→ Set exercise:
Extract the line that contains "mark: the yellow excavator" and every line after it to the end of the records below, exactly as written and nothing else.

┄┄┄┄┄┄┄┄┄┄┄┄┄┄┄┄┄┄┄┄

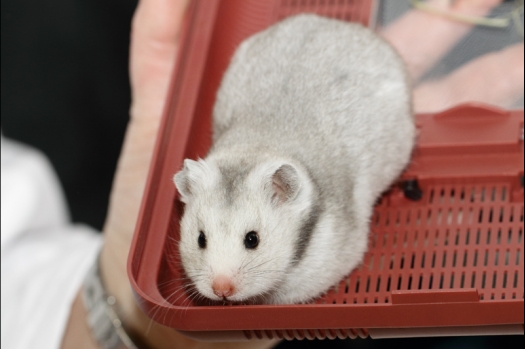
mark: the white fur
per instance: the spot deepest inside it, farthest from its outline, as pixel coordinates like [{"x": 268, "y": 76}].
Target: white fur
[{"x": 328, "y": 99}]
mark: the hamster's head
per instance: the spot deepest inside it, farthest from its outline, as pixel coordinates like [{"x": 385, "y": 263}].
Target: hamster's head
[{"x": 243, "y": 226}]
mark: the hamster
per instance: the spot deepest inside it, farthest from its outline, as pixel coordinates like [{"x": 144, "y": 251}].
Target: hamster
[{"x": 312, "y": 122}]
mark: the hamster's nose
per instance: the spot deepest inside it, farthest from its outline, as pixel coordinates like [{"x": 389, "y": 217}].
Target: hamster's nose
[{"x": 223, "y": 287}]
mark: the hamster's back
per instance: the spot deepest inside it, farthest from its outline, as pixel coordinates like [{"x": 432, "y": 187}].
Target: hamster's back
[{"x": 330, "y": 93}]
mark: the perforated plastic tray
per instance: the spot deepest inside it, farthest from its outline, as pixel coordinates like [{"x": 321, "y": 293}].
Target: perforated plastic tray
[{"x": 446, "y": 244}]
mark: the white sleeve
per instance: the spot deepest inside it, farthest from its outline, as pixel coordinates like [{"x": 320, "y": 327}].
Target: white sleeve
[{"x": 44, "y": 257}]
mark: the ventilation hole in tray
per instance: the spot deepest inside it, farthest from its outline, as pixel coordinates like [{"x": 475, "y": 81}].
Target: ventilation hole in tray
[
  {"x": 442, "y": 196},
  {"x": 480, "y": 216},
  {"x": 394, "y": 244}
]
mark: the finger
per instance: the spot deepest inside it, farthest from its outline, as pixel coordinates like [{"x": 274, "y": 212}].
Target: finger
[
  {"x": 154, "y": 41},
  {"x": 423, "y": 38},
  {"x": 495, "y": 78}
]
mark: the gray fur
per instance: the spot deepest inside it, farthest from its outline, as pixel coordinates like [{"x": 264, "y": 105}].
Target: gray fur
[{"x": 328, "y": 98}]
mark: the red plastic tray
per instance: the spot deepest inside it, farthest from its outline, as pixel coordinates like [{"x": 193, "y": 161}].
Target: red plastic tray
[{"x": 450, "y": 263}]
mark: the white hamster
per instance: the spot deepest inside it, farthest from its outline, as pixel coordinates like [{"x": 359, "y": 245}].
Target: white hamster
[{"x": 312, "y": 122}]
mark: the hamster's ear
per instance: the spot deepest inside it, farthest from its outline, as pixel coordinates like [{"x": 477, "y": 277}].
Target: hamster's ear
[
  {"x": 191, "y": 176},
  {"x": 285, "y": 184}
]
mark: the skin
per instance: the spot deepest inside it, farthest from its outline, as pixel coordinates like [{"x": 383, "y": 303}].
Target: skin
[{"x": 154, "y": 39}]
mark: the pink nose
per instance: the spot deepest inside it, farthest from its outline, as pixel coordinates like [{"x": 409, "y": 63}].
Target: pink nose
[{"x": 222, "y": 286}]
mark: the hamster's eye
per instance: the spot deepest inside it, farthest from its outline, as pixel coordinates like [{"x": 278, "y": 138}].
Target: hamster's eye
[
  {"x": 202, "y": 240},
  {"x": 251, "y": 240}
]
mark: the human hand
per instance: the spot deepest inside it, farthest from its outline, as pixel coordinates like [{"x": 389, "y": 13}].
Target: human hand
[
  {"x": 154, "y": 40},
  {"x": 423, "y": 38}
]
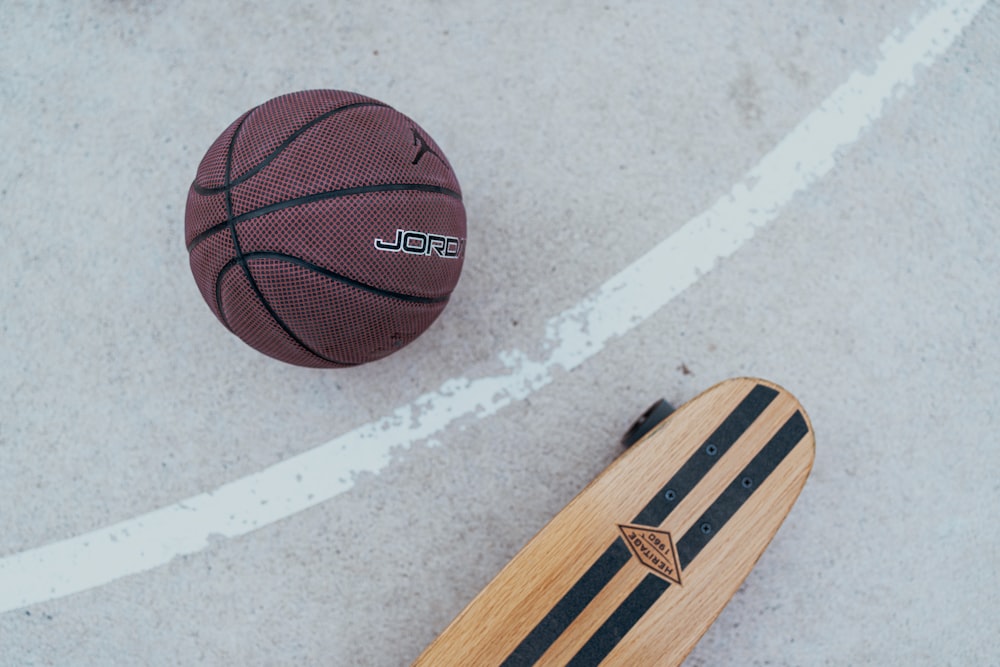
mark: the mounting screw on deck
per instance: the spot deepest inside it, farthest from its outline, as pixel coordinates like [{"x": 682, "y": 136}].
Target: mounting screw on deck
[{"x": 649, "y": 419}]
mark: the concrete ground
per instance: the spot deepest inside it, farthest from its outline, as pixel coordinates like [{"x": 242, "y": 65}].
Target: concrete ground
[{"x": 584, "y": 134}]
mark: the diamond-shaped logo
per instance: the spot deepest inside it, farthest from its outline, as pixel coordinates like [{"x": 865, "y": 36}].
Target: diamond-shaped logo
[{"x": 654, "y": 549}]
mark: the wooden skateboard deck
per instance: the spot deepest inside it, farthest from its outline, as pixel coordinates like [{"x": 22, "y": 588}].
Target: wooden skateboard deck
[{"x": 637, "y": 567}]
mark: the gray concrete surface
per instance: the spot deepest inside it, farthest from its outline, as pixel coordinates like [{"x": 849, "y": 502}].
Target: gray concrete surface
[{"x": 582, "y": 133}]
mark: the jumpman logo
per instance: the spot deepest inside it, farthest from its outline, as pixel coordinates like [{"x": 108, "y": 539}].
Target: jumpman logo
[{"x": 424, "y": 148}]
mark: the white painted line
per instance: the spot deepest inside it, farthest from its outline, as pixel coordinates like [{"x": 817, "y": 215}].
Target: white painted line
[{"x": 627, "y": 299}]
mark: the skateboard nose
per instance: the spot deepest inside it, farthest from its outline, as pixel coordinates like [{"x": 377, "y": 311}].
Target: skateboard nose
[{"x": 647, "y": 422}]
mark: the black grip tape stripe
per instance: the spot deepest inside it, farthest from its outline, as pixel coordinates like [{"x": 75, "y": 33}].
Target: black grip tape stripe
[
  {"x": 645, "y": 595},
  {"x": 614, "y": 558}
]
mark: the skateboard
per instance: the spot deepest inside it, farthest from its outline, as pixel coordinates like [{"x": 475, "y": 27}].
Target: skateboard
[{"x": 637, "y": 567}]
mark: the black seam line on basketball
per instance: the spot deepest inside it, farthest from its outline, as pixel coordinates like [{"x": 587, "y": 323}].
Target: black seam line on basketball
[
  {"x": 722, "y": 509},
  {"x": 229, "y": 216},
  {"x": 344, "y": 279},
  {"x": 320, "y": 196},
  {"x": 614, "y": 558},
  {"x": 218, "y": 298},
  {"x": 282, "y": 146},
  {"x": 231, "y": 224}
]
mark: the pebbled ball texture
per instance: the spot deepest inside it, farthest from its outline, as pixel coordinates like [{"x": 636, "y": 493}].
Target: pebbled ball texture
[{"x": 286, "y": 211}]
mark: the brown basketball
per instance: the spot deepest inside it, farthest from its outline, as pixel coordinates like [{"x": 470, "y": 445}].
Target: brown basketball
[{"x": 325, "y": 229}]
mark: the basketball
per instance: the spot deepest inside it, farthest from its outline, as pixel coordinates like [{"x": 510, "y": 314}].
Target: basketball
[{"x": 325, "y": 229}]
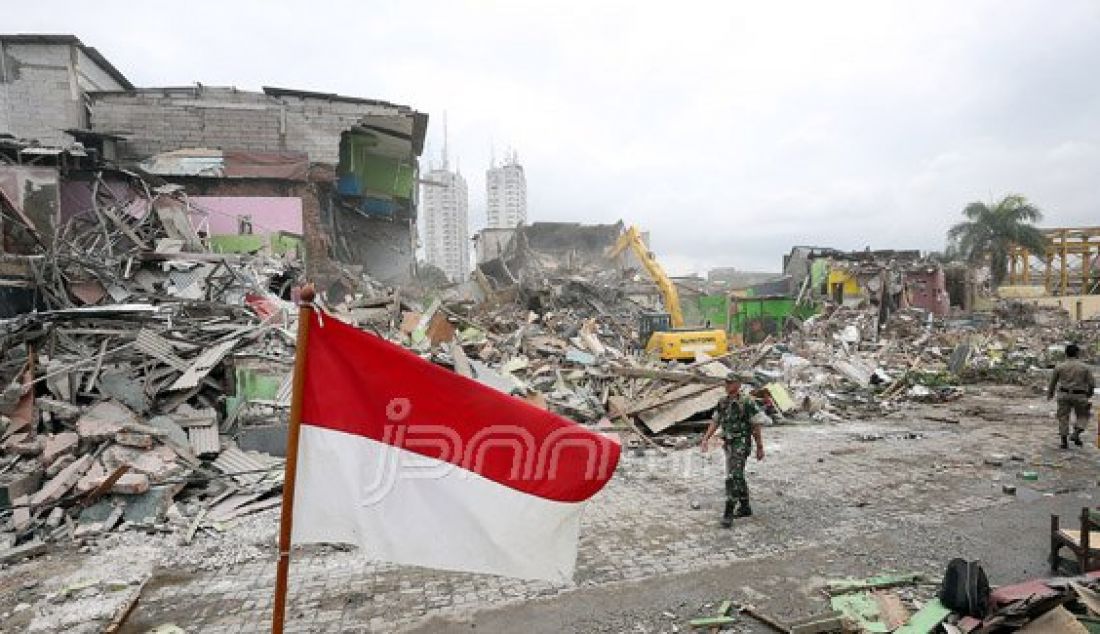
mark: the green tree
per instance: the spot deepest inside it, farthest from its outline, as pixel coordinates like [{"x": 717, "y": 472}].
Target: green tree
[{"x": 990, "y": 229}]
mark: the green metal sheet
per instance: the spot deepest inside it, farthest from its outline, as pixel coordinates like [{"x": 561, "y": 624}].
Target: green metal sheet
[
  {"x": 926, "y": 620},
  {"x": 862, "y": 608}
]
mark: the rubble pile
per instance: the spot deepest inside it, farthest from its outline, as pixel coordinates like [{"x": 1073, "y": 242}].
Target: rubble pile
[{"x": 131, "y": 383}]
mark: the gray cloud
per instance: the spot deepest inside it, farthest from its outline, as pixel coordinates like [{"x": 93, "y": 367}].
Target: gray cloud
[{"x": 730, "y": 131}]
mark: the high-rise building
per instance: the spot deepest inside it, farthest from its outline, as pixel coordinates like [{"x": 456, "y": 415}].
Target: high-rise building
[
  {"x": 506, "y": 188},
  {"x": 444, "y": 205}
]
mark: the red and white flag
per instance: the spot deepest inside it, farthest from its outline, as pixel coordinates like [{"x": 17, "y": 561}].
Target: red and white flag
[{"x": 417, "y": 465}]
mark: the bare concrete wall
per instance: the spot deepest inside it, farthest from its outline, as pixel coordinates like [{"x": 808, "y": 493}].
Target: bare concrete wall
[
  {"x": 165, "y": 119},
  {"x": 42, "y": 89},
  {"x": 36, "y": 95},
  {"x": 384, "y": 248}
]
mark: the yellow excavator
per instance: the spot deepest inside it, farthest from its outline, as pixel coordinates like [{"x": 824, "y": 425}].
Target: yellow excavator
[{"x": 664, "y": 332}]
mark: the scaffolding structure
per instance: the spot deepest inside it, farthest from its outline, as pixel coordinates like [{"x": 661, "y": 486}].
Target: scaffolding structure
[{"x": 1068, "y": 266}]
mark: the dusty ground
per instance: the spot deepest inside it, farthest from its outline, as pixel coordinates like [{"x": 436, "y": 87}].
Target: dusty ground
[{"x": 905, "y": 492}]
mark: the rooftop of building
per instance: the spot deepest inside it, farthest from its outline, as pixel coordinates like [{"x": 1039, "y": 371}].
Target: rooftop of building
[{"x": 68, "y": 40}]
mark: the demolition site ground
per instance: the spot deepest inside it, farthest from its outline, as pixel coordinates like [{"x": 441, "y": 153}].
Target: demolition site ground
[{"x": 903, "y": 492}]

┄┄┄┄┄┄┄┄┄┄┄┄┄┄┄┄┄┄┄┄

→ Answer:
mark: the yellow excavator
per instance: the spot deepest inside it, farthest from its outline, as pixel coordinates like [{"x": 824, "y": 425}].
Target: yellow excavator
[{"x": 664, "y": 332}]
mark: the scaffolding structure
per instance: the spot deepest inside it, farthest from its outline, as pixel coordinates like [{"x": 661, "y": 486}].
Target: scaffolding structure
[{"x": 1068, "y": 266}]
mark: the dusty ground
per instance: the spot deepest inside it, farthest from its outline, as pixel coordinates like [{"x": 436, "y": 87}].
Target: dusty ground
[{"x": 905, "y": 492}]
mark: the rooftop of building
per instance: the spot deepest inside it, farthest from its outline, as pixel coordinates like [{"x": 1039, "y": 371}].
Target: rooftop of building
[{"x": 68, "y": 40}]
mark: the demolition site ground
per instance: the spot deepest inside it, farthest from its outline, as pixel coordinates like [{"x": 441, "y": 153}].
Target: demolition site ground
[{"x": 903, "y": 492}]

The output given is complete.